### Description of the task
In this exercise, every entry below is to be reproduced word for word.

### Input material

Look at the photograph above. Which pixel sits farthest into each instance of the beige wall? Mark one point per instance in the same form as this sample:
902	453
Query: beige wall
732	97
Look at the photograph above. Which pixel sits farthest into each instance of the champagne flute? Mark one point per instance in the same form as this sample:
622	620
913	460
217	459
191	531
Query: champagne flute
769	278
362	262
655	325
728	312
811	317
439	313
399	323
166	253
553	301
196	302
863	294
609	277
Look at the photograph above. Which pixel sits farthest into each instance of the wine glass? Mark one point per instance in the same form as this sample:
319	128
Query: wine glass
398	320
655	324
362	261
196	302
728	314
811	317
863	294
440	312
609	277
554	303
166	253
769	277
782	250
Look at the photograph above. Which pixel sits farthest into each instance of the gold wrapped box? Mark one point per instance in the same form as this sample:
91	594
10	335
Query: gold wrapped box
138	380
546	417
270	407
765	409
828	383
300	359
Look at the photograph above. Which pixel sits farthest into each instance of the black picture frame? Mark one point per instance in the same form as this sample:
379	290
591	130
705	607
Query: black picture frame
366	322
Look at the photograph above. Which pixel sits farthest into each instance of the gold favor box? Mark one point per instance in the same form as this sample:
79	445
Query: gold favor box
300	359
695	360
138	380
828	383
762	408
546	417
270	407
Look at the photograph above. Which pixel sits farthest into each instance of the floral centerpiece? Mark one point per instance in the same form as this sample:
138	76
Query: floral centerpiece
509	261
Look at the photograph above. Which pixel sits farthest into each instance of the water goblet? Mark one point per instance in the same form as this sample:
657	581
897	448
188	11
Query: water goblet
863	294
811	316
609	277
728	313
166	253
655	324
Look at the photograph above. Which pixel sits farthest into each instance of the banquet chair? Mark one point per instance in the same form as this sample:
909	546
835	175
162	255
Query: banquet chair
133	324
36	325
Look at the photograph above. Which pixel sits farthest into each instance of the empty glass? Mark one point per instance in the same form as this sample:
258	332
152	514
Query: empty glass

### Your response
Look at the photograph above. Which pixel sits farthest into each instance of the beige wall? Mark one point per instance in the same form as this sample:
902	453
Query: beige wall
732	97
Look at the photograph above. Which pixel sits farthest into each instance of the champagne flute? Mark one point per instance in the same form as this sample:
622	620
913	460
217	459
191	531
Query: champagne flute
769	278
362	262
655	325
728	312
811	317
439	313
399	323
166	253
553	301
196	302
863	294
609	277
Look at the photograph above. Which pixel sits farthest into each instance of the wine glass? Mark one point per instance in the same form as this sample:
319	128
Query: wine glass
398	320
655	324
362	261
196	302
728	314
811	317
863	294
440	312
609	277
554	303
166	253
769	277
782	250
Look at the photograph above. Which pixel sits farthest into each instance of the gold wrapped box? Mark one point per instance in the same form as this sample:
91	594
10	335
Query: gold wrapped box
138	380
546	417
270	407
765	409
828	383
300	359
Look at the photograph above. Which pixel sits farthest into each instance of the black picture frame? Mark one point per instance in the same form as this sample:
379	290
591	130
705	607
Query: black picture frame
366	322
Look at the photograph above. Which pixel sits farthest into each instance of the gold favor box? Mark one point per instance in the same form as this sample:
79	445
Query: gold favor box
300	359
695	360
138	380
828	383
762	408
546	417
270	407
Look at the photograph above. Which pixel sits farthest into each instance of the floral centerpiece? Mark one point per instance in the same form as this sample:
138	76
Query: floral centerpiece
509	261
Look at the photograph above. Which pixel sits farthest into each instance of the water goblet? Mark one point per instance in the same form as this sample:
657	581
897	448
188	11
Query: water goblet
863	294
811	316
609	277
728	313
166	253
655	324
Look at the photograph above. Which pixel sits farthest into each instance of the banquet chair? Mark one point per instance in the same form as this sample:
909	546
835	175
162	255
Query: banquet chair
133	324
36	325
Look at the photograph above. Which pixel sits farthest into each instance of the empty glass? Mark one point per instance in the same form as this sample:
258	332
152	514
Query: empty glass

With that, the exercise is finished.